_Goal_: Could you write out the records below exactly as they appear?

_Material for this exercise_:
▽

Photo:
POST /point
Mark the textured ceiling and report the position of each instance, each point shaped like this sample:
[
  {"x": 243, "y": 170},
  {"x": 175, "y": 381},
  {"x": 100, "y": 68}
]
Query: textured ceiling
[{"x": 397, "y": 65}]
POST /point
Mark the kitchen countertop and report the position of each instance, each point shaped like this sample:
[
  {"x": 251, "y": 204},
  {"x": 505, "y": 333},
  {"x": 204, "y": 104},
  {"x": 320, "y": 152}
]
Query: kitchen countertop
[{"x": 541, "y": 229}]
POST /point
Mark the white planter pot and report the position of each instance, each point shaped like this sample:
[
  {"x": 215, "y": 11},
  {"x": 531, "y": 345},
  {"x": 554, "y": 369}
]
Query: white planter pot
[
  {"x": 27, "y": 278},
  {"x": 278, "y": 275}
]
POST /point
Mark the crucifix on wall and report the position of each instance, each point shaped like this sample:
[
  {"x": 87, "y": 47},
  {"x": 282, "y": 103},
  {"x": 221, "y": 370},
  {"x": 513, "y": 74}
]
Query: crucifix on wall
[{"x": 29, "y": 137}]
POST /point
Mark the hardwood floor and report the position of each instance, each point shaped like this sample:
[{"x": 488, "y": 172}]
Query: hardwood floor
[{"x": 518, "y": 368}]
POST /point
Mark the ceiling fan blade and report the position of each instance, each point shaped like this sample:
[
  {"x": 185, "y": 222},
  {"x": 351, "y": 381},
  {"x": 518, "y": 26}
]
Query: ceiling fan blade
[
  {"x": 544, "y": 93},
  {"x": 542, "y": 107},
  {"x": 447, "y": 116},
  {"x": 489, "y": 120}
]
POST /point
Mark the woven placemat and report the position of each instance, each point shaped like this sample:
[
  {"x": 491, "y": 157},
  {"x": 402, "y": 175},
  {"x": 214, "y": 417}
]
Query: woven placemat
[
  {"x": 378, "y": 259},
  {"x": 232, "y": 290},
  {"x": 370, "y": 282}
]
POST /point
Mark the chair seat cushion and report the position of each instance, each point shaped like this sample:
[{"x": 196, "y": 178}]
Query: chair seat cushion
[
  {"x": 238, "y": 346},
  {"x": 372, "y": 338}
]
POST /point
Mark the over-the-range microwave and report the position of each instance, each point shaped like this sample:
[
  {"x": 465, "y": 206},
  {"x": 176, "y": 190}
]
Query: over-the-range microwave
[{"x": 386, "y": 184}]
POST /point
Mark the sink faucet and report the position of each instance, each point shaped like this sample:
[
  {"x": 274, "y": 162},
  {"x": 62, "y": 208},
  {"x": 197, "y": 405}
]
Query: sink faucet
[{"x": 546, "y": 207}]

△

_Task output_:
Photo:
POST /point
Mark the textured ceiling and report the position of each instance, each point shaped like this sample:
[
  {"x": 243, "y": 170},
  {"x": 175, "y": 381},
  {"x": 100, "y": 68}
]
Query: textured ceiling
[{"x": 397, "y": 65}]
POST /point
Mark the kitchen countertop and report the position of each instance, each point shaped like this sample:
[
  {"x": 251, "y": 204},
  {"x": 505, "y": 333},
  {"x": 204, "y": 104},
  {"x": 320, "y": 152}
]
Query: kitchen countertop
[{"x": 541, "y": 229}]
POST /point
Mark the white planter pot and report the position of each instance, each point shaped like this sample:
[
  {"x": 215, "y": 11},
  {"x": 531, "y": 345},
  {"x": 554, "y": 369}
]
Query: white planter pot
[
  {"x": 27, "y": 278},
  {"x": 278, "y": 275}
]
POST /point
Mark the crucifix on wall and report the position of each instance, each point shaped like this sample:
[
  {"x": 87, "y": 47},
  {"x": 282, "y": 103},
  {"x": 221, "y": 370},
  {"x": 513, "y": 74}
]
Query: crucifix on wall
[{"x": 29, "y": 137}]
POST /point
Mark the hardwood floor and report the position of each instance, each point shaped like this sample:
[{"x": 488, "y": 172}]
Query: hardwood floor
[{"x": 518, "y": 368}]
POST /point
Mark the ceiling fan blade and report the position of each instance, each point shaped like this sample:
[
  {"x": 185, "y": 222},
  {"x": 351, "y": 381},
  {"x": 518, "y": 26}
]
Query: ceiling fan blade
[
  {"x": 544, "y": 93},
  {"x": 542, "y": 107},
  {"x": 447, "y": 116},
  {"x": 489, "y": 120}
]
POST /point
Mark the woven placemat and report the position of each instance, each point shaped like this sample:
[
  {"x": 491, "y": 157},
  {"x": 402, "y": 175},
  {"x": 214, "y": 417}
]
Query: woven placemat
[
  {"x": 378, "y": 259},
  {"x": 232, "y": 290},
  {"x": 370, "y": 282}
]
POST /point
Mark the chair seat cushion and report the position of each instance, each point shaped like this sample:
[{"x": 196, "y": 178}]
Query: chair seat cushion
[
  {"x": 238, "y": 346},
  {"x": 372, "y": 338}
]
POST /point
Mark the over-the-range microwave and report the position of each instance, each point shaped like this sample:
[
  {"x": 465, "y": 206},
  {"x": 176, "y": 190}
]
Query: over-the-range microwave
[{"x": 386, "y": 184}]
POST /point
Mark the sink faucet and report the position of each instance, each point shaped like this sample:
[
  {"x": 274, "y": 162},
  {"x": 62, "y": 208},
  {"x": 197, "y": 405}
]
Query: sink faucet
[{"x": 546, "y": 207}]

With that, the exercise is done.